**Exercise:**
Answer from the Rust guidelines text below:
1. Which prefix do conversion constructors use in place of new?
2. In its error case, what does String::from_utf8 hand back along with the byte offset up to which the input was valid UTF-8?
3. When should the Copy trait be used as a bound?

**Text:**

Examples from the standard library

Deref and DerefMut never fail (C-DEREF-FAIL)

Because the Deref traits are invoked implicitly by the compiler in sometimes subtle ways, failure during dereferencing can be extremely confusing.

Constructors are static, inherent methods (C-CTOR)

In Rust, "constructors" are just a convention:

impl<T> Example<T> {
    pub fn new() -> Example<T> { /* ... */ }
}

Constructors are static (no self) inherent methods for the type that they construct. Combined with the practice of fully importing type names, this convention leads to informative but concise construction:

use example::Example;

// Construct a new Example.
let ex = Example::new();

This convention also applied to conversion constructors (prefix from rather than new).

Constructors for structs with sensible defaults allow clients to concisely override using the struct update syntax.

pub struct Config {
    pub color: Color,
    pub size: Size,
    pub shape: Shape,
}

impl Config {
    pub fn new() -> Config {
        Config {
            color: Brown,
            size: Medium,
            shape: Square,
        }
    }
}

// In user's code.
let config = Config { color: Red, .. Config::new() };
Examples from the standard library

Flexibility

Functions expose intermediate results to avoid duplicate work (C-INTERMEDIATE)

Many functions that answer a question also compute interesting related data. If this data is potentially of interest to the client, consider exposing it in the API.

Examples from the standard library
  • Vec::binary_search does not return a bool of whether the value was found, nor an Option<usize> of the index at which the value was maybe found. Instead it returns information about the index if found, and also the index at which the value would need to be inserted if not found.

  • String::from_utf8 may fail if the input bytes are not UTF-8. In the error case it returns an intermediate result that exposes the byte offset up to which the input was valid UTF-8, as well as handing back ownership of the input bytes.

Caller decides where to copy and place data (C-CALLER-CONTROL)

If a function requires ownership of an argument, it should take ownership of the argument rather than borrowing and cloning the argument.

// Prefer this:
fn foo(b: Bar) {
    /* use b as owned, directly */
}

// Over this:
fn foo(b: &Bar) {
    let b = b.clone();
    /* use b as owned after cloning */
}

If a function does not require ownership of an argument, it should take a shared or exclusive borrow of the argument rather than taking ownership and dropping the argument.

// Prefer this:
fn foo(b: &Bar) {
    /* use b as borrowed */
}

// Over this:
fn foo(b: Bar) {
    /* use b as borrowed, it is implicitly dropped before function returns */
}

The Copy trait should only be used as a bound when absolutely needed, not as a way of signaling that copies should be cheap to make.

Functions minimize assumptions about parameters by using generics (C-GENERIC)

The fewer assumptions a function makes about its inputs, the more widely usable it becomes.

Prefer

fn foo<I: Iterator<Item = i64>>(iter: I) { /* ... */ }

over any of

fn foo(c: &[i64]) { /* ... */ }
fn foo(c: &Vec<i64>) { /* ... */ }
fn foo(c: &SomeOtherCollection<i64>) { /* ... */ }

if the function only needs to iterate over the data.

More generally, consider using generics to pinpoint the assumptions a function needs to make about its arguments.

Advantages of generics
  • Reusability. Generic functions can be applied to an open-ended collection of types, while giving a clear contract for the functionality those types must provide.

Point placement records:
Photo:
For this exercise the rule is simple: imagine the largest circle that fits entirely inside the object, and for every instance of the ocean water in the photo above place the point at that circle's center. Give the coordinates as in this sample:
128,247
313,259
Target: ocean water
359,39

**Solution:**
1. from
2. Ownership of the input bytes.
3. Only when absolutely needed.